• [Consignes]
a) Reproduisez fidèlement le passage de l'article sur Agrisoma qui va de « Transformer une poche » jusqu'à « Capital, de Montréal. » inclus.
b) Rédigez la suite de l'article sur Agrisoma et sa semence de moutarde, en reprenant après sa dernière phrase.

• [Section du texte]
______

Transformer une poche de 50 livres de semences de moutarde en 5000 litres de carburant biologique pour les avions et 5 tonnes de protéines pour les animaux, sans nuire à la chaîne alimentaire humaine et en facilitant la vie des fermiers. Voilà le tour de force promis par Agrisoma, de Gatineau.

La jeune entreprise de technologies agricoles née à Ottawa célébrera bientôt le premier anniversaire de son déménagement à l'est de la rivière des Outaouais, motivé entre autres par l'arrivée d'un nouvel investisseur, Cycle Capital, de Montréal.

Agrisoma a développé la semence Resonance, le nom commercial qu'elle a choisi pour une variation spéciale et non modifiée génétiquement de la moutarde carinata.

De nombreuses vertus

La liste des vertus mises de l'avant par Agrisoma est longue.

______

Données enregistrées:
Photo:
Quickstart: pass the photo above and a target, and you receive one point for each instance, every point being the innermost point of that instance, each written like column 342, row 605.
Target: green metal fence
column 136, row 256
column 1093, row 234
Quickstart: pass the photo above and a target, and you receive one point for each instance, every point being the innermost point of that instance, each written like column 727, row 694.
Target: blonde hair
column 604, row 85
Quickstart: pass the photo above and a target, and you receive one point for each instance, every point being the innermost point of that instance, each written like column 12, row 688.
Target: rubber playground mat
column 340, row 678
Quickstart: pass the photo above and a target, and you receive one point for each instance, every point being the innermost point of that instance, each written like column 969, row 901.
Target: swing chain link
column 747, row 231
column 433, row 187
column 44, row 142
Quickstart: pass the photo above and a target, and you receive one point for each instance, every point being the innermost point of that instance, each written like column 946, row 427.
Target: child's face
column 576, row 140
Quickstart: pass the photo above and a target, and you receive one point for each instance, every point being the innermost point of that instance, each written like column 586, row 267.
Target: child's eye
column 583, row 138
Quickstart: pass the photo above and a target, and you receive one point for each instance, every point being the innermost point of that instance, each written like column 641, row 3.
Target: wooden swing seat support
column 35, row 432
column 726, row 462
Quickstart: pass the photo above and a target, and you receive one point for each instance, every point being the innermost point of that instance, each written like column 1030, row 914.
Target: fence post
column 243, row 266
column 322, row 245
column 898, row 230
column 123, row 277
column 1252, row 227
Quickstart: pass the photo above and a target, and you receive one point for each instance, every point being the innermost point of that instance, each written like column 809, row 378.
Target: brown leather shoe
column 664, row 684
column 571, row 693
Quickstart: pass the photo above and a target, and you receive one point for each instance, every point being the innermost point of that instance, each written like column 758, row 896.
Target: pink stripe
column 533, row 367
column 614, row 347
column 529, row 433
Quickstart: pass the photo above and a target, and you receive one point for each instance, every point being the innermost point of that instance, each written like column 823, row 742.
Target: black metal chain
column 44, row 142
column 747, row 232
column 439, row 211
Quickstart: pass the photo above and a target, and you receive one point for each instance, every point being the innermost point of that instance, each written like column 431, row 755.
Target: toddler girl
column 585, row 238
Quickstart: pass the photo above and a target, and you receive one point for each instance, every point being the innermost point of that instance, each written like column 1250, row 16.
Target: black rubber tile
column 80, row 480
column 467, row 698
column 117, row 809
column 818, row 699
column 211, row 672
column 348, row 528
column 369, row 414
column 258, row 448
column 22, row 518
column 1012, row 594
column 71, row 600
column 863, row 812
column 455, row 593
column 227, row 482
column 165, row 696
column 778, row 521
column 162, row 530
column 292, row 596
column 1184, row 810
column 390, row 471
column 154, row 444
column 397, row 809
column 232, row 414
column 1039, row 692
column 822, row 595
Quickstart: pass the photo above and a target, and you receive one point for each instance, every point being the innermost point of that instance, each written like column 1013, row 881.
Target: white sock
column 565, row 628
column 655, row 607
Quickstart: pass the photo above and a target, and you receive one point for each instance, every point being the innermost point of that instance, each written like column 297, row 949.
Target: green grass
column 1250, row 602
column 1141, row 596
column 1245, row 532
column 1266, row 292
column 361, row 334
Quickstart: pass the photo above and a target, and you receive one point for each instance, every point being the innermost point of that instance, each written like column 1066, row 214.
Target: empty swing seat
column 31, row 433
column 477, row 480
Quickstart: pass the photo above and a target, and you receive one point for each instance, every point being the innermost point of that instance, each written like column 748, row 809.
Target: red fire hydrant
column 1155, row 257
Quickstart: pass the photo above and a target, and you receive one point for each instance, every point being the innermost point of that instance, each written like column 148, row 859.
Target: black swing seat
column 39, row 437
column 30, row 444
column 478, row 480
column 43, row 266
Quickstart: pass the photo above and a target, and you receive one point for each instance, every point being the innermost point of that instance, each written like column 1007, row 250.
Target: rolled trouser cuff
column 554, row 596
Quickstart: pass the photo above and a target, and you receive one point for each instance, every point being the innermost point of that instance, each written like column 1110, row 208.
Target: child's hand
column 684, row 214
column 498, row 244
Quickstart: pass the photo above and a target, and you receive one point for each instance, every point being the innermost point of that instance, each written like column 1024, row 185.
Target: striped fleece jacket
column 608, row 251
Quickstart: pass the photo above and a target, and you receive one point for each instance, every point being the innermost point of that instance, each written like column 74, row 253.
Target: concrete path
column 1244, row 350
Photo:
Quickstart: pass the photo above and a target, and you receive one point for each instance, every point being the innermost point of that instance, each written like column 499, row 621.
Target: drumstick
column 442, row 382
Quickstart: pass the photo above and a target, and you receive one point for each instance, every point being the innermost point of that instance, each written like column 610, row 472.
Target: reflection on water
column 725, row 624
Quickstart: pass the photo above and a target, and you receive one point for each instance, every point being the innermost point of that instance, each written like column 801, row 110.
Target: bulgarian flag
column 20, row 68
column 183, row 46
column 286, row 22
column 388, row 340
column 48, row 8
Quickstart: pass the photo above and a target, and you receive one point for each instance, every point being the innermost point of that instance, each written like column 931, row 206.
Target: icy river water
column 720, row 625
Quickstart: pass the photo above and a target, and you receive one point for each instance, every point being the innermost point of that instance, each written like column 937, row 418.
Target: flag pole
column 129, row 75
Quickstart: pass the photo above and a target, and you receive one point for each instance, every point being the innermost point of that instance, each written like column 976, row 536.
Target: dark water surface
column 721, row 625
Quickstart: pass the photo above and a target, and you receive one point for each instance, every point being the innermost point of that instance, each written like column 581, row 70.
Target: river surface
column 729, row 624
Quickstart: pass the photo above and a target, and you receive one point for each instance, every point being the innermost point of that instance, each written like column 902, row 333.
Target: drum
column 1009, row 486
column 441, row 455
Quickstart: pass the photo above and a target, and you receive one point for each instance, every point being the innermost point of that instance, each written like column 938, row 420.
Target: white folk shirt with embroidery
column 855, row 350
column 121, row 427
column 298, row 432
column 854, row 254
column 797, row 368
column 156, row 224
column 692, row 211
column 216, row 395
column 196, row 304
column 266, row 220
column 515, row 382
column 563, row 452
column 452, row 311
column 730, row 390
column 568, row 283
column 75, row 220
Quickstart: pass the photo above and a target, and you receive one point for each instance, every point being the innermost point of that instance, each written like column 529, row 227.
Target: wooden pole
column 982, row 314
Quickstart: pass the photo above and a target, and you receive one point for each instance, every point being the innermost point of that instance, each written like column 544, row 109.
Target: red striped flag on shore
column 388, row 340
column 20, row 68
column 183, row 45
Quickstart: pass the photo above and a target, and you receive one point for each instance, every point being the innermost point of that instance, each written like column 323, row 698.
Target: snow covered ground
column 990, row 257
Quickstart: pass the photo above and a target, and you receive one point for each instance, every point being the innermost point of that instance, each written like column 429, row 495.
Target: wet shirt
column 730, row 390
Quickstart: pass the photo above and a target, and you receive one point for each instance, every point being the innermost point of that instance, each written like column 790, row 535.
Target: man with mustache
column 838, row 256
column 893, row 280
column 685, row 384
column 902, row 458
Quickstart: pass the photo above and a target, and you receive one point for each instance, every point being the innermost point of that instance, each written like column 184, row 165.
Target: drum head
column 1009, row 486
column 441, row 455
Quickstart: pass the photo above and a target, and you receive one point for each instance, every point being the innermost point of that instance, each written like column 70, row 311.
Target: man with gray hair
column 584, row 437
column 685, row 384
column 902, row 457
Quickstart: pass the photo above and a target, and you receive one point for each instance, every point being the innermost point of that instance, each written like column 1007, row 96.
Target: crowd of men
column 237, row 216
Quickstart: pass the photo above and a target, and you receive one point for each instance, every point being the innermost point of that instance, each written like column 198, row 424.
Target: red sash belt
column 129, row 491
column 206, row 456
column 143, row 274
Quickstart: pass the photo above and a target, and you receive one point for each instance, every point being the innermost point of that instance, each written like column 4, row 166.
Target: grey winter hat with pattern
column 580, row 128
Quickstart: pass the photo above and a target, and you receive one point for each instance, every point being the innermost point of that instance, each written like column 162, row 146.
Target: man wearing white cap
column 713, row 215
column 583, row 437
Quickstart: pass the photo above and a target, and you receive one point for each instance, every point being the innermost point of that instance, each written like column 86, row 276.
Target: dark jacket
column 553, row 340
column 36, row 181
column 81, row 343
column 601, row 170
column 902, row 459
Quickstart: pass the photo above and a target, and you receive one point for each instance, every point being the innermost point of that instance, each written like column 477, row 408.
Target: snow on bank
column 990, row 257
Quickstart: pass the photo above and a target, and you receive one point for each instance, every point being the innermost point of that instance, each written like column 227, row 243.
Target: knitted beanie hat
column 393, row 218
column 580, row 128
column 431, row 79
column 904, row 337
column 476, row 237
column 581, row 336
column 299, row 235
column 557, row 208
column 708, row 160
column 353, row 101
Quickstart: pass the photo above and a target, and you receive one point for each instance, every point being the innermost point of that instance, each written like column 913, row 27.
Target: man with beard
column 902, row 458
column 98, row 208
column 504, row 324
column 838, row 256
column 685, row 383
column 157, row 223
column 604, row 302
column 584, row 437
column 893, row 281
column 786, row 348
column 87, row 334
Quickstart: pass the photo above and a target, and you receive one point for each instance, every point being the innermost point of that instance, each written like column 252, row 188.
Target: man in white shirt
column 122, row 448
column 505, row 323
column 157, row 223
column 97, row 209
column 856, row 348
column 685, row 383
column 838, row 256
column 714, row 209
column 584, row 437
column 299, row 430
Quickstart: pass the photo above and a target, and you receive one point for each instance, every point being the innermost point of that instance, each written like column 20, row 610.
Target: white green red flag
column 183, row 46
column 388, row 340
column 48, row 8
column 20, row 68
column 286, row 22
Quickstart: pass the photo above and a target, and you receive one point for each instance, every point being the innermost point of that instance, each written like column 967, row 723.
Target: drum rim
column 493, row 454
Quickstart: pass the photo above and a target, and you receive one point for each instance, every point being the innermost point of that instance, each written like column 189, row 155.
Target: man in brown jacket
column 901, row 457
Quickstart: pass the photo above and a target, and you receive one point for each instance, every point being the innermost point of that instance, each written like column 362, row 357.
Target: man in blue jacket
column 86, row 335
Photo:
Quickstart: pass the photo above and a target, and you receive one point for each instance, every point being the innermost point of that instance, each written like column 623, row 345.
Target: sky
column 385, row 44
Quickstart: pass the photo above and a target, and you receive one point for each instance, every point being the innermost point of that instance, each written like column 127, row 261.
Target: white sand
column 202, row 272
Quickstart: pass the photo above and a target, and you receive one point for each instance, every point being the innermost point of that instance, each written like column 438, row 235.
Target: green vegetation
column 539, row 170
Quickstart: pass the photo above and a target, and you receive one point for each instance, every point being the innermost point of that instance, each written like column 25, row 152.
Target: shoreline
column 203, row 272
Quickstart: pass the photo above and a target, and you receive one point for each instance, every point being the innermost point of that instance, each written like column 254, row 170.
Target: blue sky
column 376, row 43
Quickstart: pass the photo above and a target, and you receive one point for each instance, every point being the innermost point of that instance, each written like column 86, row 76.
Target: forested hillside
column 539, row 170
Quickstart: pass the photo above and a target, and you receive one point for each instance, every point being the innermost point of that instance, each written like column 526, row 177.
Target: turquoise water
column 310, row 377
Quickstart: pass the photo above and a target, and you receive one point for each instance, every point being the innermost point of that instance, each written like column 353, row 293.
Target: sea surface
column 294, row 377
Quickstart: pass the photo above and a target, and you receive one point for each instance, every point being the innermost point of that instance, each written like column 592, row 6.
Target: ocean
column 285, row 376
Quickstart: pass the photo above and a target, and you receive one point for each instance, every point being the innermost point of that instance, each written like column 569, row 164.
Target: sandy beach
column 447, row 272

______

• [Liste des réponses]
a)
Transformer une poche de 50 livres de semences de moutarde en 5000 litres de carburant biologique pour les avions et 5 tonnes de protéines pour les animaux, sans nuire à la chaîne alimentaire humaine et en facilitant la vie des fermiers. Voilà le tour de force promis par Agrisoma, de Gatineau.

La jeune entreprise de technologies agricoles née à Ottawa célébrera bientôt le premier anniversaire de son déménagement à l'est de la rivière des Outaouais, motivé entre autres par l'arrivée d'un nouvel investisseur, Cycle Capital, de Montréal.

b)
Les céréaliculteurs peuvent l'employer dans leurs champs soit en rotation avec d'autres cultures, soit sur des terres en jachère, soit dans des périodes où la chaleur et la sécheresse rendent d'autres cultures difficiles. Par conséquent, cette semence ne remplace pas de cultures comestibles pour l'humain, un reproche fréquent des cultures destinées aux biocarburants.

La culture de la carinata s'effectue avec les mêmes équipements que celle des autres céréales. Les fermiers n'ont donc pas à investir davantage. Selon Agrisoma, la culture de sa semence améliore même la fertilité des sols en vue de la culture suivante. Il s'agit de la seule semence certifiée par la Table ronde sur les biomatériaux durables, un organisme établi en Suisse.

Carburant écologique

Lorsque moulue, la carinata produit une huile qui peut ensuite être convertie en biodiesel ou en biocarburant pour avions. Un premier vol a d'ailleurs déjà été effectué avec ce carburant, un aller-retour entre Ottawa et Montréal.

«Pour l'instant, ça revient plus cher que du carburant régulier, mais quand nous serons en pleine production, nous pensons être capables d'en arriver au même prix», estime le PDG d'Agrisoma, Steven Fabijanski. «On a même pu constater un gain d'efficacité d'environ 1,5%, qui reste à confirmer, dans notre vol d'essai.»

Fait important, le biocarburant ainsi produit peut être mêlé sans problème au carburant régulier.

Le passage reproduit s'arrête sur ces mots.